> To do:
a) Copy the part of the passage on epic between "The Iliad and Odyssey’s" and "ti nemessētòn kekholō̂sthai.", inclusive.
b) Answer these questions using the passage on epic:
(i) What span of years does it give for the Classical period?
(ii) How does it translate kléa andrō̂n?
(iii) Who is named as Achilles' commander?

The earliest influence on critical conceptions of epic is the portrayal that the Iliad and Odyssey present of their interrelationship. The poems’ self-reflection shapes the Classical (ca. 500–323 BCE) Greek notions of epic that found modern ideas of this kind of literature, and that thus must be taken into account in any classificatory study of the epic genre’s representative works.

The Iliad and Odyssey’s Single Self-Understanding

In the Iliad, Achilles’ father figure Phoenix calls up kléa andrō̂n (men’s glorious deeds) at a point in the poem when the inclusion of Achilles’ own acts among these illustrious exploits appears to be at risk. Seeking to convince the soldier to set aside his anger at his commander Agamemnon and to return to combat, Phoenix plays on Achilles’ aspiration to prestige:

nûn d’ háma t’ autíka pollà didoî, tà d’ ópisthen hupéstē,
ándras dè líssesthai epiproéēken arístous
krinámenos katà laòn Akhaiïkón, hoí te soì autō̂i
phíltatoi Argeíōn∙ tō̂n mḕ sú ge mûthon elénxēis
mēdè pódas∙ prìn d’ oú ti nemessētòn kekholō̂sthai.

> Data rows:

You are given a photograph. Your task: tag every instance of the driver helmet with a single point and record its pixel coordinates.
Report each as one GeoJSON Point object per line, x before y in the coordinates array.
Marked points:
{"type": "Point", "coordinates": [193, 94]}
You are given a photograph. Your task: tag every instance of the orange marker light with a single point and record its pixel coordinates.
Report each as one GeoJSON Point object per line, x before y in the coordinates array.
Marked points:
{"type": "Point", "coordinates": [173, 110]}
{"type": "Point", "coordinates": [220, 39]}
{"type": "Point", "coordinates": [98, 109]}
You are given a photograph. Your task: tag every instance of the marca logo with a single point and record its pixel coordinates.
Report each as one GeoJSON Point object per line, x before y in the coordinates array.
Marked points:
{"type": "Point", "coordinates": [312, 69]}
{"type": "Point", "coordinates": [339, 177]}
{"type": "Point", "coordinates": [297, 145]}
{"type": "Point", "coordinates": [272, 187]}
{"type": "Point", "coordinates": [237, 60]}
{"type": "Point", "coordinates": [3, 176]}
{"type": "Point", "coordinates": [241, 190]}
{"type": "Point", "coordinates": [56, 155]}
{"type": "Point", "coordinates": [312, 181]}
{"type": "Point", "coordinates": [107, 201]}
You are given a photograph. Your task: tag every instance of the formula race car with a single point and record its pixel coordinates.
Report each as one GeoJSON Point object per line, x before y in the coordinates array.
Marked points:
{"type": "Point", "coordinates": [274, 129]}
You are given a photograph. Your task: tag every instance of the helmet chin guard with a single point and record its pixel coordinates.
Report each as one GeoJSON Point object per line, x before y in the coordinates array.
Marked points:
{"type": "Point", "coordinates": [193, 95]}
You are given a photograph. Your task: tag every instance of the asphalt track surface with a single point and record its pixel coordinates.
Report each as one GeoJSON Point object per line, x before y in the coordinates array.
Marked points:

> Outputs in order:
a)
The Iliad and Odyssey’s Single Self-Understanding

In the Iliad, Achilles’ father figure Phoenix calls up kléa andrō̂n (men’s glorious deeds) at a point in the poem when the inclusion of Achilles’ own acts among these illustrious exploits appears to be at risk. Seeking to convince the soldier to set aside his anger at his commander Agamemnon and to return to combat, Phoenix plays on Achilles’ aspiration to prestige:

nûn d’ háma t’ autíka pollà didoî, tà d’ ópisthen hupéstē,
ándras dè líssesthai epiproéēken arístous
krinámenos katà laòn Akhaiïkón, hoí te soì autō̂i
phíltatoi Argeíōn∙ tō̂n mḕ sú ge mûthon elénxēis
mēdè pódas∙ prìn d’ oú ti nemessētòn kekholō̂sthai.

b)
(i) Ca. 500–323 BCE
(ii) Men's glorious deeds
(iii) Agamemnon